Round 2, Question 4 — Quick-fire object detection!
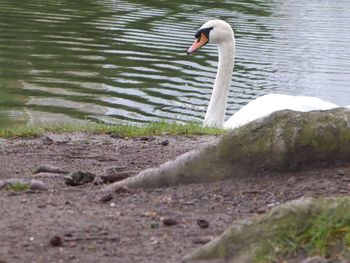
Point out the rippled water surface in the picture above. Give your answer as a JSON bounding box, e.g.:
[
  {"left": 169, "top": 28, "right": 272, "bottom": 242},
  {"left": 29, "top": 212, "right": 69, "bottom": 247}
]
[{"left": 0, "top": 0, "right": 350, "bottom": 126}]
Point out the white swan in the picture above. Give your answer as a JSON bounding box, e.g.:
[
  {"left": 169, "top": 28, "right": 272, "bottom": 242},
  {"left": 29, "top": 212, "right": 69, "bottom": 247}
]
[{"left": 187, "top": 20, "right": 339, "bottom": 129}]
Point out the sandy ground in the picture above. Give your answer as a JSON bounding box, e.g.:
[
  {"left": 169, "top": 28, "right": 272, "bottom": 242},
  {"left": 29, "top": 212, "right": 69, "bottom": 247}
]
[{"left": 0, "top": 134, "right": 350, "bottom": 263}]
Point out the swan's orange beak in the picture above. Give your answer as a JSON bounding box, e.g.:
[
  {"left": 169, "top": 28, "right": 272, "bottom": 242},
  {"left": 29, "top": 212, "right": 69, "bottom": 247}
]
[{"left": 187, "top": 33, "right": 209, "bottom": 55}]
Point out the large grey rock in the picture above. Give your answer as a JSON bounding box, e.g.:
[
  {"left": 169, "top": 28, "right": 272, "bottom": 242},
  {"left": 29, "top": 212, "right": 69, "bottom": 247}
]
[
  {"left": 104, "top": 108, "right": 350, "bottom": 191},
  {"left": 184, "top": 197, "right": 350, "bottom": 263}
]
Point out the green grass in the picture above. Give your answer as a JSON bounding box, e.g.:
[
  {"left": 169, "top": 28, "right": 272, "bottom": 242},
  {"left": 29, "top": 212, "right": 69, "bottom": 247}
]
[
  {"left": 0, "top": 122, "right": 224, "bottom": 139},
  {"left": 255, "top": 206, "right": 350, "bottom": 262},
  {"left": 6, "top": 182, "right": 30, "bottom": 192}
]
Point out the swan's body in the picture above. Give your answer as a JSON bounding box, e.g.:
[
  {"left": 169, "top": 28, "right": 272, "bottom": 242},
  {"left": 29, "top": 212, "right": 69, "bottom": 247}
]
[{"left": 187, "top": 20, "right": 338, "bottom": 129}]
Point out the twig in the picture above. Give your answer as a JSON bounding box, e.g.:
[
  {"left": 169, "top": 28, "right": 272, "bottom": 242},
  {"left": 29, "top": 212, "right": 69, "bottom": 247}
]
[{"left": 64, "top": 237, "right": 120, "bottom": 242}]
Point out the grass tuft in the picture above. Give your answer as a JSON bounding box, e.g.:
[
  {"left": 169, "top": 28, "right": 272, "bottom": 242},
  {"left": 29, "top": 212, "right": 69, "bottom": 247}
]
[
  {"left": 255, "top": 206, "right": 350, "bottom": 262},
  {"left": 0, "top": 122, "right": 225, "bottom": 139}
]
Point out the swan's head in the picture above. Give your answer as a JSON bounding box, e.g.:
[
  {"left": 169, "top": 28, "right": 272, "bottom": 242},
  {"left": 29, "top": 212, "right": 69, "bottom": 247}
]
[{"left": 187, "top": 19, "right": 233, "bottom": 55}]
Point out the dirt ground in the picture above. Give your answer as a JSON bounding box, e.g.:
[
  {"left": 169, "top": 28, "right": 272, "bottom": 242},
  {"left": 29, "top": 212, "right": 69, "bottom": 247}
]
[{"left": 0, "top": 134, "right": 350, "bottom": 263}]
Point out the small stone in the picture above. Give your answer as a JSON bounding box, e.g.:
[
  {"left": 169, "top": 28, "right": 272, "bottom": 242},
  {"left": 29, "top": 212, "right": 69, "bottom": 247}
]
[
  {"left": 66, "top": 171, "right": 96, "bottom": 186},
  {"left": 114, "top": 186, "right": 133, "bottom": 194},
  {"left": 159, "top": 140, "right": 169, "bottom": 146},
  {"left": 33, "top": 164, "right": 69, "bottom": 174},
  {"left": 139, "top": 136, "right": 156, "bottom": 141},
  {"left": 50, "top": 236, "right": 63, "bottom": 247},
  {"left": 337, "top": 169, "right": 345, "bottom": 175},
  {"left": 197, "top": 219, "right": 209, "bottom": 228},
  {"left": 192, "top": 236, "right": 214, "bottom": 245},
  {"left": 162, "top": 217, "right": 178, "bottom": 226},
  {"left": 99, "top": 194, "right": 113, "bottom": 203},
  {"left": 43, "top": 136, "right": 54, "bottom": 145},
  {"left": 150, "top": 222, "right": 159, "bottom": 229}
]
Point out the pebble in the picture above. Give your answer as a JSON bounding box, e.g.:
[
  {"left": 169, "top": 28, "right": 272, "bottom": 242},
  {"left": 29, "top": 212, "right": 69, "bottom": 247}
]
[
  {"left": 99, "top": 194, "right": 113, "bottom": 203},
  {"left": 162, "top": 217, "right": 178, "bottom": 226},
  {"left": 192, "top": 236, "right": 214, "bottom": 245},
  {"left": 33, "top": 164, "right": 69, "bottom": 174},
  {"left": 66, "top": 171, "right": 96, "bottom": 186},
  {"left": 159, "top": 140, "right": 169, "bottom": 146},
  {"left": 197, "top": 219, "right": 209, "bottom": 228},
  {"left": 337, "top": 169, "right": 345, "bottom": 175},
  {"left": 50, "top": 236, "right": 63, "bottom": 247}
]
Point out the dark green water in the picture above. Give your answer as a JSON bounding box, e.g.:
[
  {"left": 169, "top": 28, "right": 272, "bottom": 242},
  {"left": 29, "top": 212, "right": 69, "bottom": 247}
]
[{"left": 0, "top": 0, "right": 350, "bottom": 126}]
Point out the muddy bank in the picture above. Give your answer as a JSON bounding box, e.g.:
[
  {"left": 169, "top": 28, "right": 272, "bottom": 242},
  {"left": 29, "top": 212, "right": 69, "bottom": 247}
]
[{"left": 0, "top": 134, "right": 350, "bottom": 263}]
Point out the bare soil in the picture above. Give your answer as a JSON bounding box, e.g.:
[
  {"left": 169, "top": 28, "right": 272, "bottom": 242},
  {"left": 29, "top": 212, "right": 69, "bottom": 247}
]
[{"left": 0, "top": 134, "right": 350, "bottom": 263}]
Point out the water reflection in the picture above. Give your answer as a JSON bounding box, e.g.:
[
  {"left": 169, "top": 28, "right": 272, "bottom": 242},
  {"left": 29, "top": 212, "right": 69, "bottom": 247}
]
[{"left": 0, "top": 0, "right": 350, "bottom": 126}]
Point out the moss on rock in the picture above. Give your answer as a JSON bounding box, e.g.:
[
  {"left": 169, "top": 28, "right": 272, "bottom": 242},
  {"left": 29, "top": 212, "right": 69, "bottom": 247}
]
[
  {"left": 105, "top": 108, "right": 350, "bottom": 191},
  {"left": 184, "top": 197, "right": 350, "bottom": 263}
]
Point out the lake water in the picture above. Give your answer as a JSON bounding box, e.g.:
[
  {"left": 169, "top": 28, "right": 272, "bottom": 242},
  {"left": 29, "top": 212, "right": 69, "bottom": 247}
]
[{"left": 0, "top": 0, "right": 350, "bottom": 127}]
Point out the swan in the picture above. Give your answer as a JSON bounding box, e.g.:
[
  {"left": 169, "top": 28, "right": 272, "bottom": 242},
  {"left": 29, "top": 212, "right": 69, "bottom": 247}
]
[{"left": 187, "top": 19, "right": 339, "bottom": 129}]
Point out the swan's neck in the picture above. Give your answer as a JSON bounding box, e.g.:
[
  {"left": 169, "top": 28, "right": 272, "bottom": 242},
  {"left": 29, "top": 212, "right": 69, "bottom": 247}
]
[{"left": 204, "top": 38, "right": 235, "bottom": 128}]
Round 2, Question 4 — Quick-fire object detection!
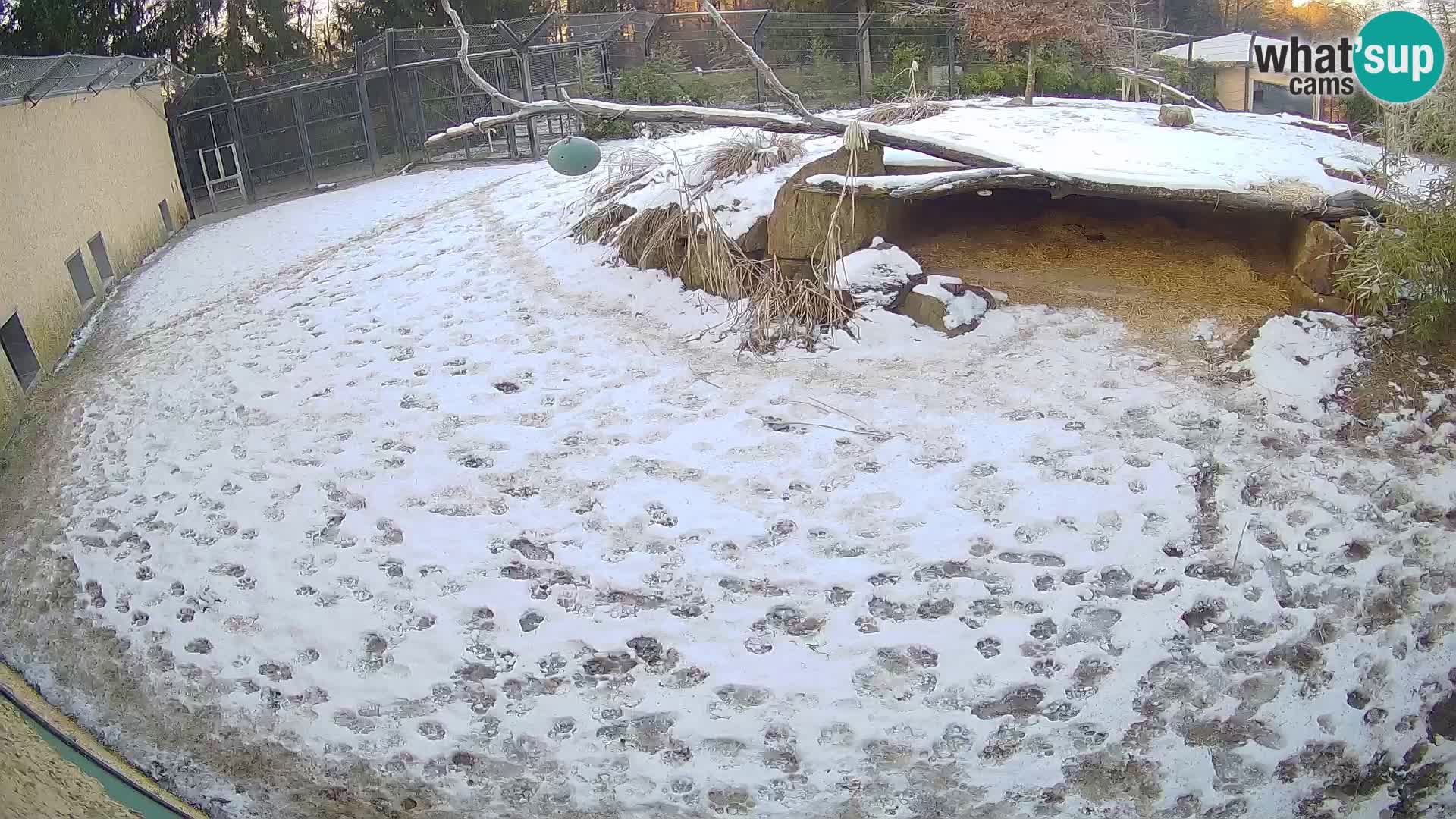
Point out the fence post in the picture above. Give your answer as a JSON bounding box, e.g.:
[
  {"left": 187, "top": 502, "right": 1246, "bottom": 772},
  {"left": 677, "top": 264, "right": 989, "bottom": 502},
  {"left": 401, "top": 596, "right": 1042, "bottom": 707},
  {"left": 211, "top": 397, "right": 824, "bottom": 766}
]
========================================
The request ▸ Please copy out, word for word, the part of the records above that opens with the line containing "Point out the swan's neck" and closes with the last line of the records, including both ends. Leave out the pictures.

Response to the task ▸
Point out the swan's neck in the picture above. Give your answer as a JSON bounding box, e.g.:
[
  {"left": 169, "top": 28, "right": 272, "bottom": 242},
  {"left": 29, "top": 212, "right": 69, "bottom": 247}
]
[{"left": 204, "top": 38, "right": 235, "bottom": 128}]
Round 2, Question 4 — Quick-fire object detection!
Point out the fence post in the picture above. Give your answer as a JSON bounding box, e.g.:
[
  {"left": 187, "top": 502, "right": 1246, "bottom": 772},
  {"left": 677, "top": 264, "right": 989, "bottom": 502},
  {"left": 401, "top": 596, "right": 1042, "bottom": 707},
  {"left": 211, "top": 397, "right": 824, "bottom": 766}
]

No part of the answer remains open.